• **AUFGABEN**
1 – Wiederhole aus dem Forenbeitrag zum Konfigurationsfrust wortgetreu den Abschnitt von „## JanHH (4.“ bis einschließlich „Leuten so geht?“.
2 – Knüpfe an den letzten Satz des Forenbeitrags zum Konfigurationsfrust an und schreibe den Beitrag weiter.

**** QUELLENAUSZUG ****

# Konfigurationsfrust



## JanHH (4. Mrz 2009)

Hallo,

Programmieren an sich ist ja schön und gut und auch gar nicht so schwierig, vor allem nicht mit den neuen Frameworks wie JSF und JPA. Was sich allerdings, zumindest für mich, als Albtraum darstellt, ist die Konfiguration all dessen, so das man zumindest überhaupt erstmal anfangen kann mit dem programmieren. Frage mich ob ich total verblödet bin oder es auch anderen Leuten so geht?

NetBeans bietet ja immerhin "vorkonfigurierte" JSF-Projekte an, aber wie man da JPA integrieren soll, ist mir schleierhaft. Man kann zwar Hibernate als Framework auswählen, aber so richtig weiter bringt einen das auch nicht. Oder als Library "persistence" hinzufügen, usw usf. Alles probiert, aber immer kam beim Start die Meldung, die "META-INF/persistence.xml" wurde nicht gefunden.

**** EXTRAHIERTE DATEN ****

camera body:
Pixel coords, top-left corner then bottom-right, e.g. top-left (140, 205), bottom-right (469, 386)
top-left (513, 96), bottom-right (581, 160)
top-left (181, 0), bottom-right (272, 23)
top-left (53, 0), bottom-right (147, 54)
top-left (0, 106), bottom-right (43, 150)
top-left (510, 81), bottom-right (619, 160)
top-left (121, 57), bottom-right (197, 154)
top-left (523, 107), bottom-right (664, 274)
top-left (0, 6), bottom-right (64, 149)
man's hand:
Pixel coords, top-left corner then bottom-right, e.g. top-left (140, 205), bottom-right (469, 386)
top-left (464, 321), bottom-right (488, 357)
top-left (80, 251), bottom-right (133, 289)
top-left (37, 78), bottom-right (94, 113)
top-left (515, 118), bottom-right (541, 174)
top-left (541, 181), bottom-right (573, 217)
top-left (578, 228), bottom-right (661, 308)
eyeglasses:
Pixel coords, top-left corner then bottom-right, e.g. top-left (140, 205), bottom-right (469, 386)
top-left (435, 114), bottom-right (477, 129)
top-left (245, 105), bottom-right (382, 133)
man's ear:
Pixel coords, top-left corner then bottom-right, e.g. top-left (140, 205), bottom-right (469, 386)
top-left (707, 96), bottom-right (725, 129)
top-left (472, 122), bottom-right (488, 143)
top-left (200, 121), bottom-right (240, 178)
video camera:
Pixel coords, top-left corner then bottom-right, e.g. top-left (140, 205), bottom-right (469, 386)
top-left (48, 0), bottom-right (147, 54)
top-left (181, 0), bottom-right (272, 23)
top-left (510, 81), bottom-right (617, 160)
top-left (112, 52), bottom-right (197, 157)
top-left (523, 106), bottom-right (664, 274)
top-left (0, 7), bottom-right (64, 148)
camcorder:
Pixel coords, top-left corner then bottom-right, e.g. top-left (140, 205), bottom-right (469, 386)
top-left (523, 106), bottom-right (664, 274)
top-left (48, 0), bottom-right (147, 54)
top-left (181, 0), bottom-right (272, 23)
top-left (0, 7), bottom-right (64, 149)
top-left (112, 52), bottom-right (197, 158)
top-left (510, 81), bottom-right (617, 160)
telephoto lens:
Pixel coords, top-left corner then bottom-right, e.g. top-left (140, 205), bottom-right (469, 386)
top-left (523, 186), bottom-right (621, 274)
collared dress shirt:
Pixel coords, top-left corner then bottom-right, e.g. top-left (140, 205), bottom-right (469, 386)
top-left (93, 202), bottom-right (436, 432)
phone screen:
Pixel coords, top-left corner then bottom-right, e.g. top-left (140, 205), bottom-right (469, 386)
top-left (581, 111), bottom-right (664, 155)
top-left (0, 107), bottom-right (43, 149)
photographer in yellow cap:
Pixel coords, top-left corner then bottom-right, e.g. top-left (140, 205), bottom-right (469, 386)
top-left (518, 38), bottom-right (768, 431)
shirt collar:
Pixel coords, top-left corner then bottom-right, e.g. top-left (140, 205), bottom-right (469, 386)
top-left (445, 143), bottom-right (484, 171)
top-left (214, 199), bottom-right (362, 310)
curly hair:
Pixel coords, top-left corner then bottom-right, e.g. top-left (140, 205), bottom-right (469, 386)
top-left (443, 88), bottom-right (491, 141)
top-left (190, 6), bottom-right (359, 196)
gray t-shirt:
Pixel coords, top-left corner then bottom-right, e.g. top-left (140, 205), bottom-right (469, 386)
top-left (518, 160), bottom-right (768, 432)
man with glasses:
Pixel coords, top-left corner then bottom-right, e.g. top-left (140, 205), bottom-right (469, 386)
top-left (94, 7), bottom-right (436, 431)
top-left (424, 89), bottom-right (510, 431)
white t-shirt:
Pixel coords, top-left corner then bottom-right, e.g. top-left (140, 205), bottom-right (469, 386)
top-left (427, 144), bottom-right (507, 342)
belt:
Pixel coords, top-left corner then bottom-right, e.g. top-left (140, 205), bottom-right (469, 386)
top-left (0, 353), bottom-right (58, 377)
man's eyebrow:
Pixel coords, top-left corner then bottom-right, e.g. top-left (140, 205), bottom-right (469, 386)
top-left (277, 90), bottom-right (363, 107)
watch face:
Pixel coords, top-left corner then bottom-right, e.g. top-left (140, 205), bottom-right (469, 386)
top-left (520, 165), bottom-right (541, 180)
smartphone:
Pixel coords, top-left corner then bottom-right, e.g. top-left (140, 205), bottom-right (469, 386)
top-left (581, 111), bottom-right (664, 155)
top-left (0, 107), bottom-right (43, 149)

****

• **ANTWORTEN PRO AUFGABE**
1 –
## JanHH (4. Mrz 2009)

Hallo,

Programmieren an sich ist ja schön und gut und auch gar nicht so schwierig, vor allem nicht mit den neuen Frameworks wie JSF und JPA. Was sich allerdings, zumindest für mich, als Albtraum darstellt, ist die Konfiguration all dessen, so das man zumindest überhaupt erstmal anfangen kann mit dem programmieren. Frage mich ob ich total verblödet bin oder es auch anderen Leuten so geht?

2 –
Ganz zu schweigen vom Einrichten einer Datenbank oder der generellen Konfiguration eines Application Servers (JBoss/Glassfish). Man muss, finde ich, dermassen viel Zeugs konfigurieren, und es wird einem so schlecht erklärt, das man quasi keine Chance hat. Man kann mit den neuen Technologien sehr effizient Webanwendungen entwickeln, aber in der Praxis scheitert das schon an dem Konfigurationskram. Ich verbringe mittlerweile Wochen damit, mit mässigem Erfolg.

Bin nur ich so doof, oder geht es auch anderen Leuten so?

Ich hätte gerne nix weiter als:

- Erklärung, wie ich eine Datenbank (HSQLDB i.A.) installiere und konfiguriere, und zwar so, dass man sie auch OHNE Erfahrungen mit Datenbanken versteht
- Konfigurieren einer IDE (ob Eclipse oder Netbeans ist egal), so dass man damit JSF-Anwendungen inklusive JPA (mittels Hibernat) entwickeln kann
- und all das so, das es auch funktioniert.

Aber es scheint vergeblich, zumindest ohne lange, lange Beschäftigung mit den ganzen Konfigurationsdateien, mit nur dürftigen Erläuterungen.

Gruß
Jan


----------



## maki (4. Mrz 2009)

Wenn du es nutzen willst, musst du es konfigurieren können, oder jemaden der das kann.
Manche IDEs bieten Templates/Wizards an.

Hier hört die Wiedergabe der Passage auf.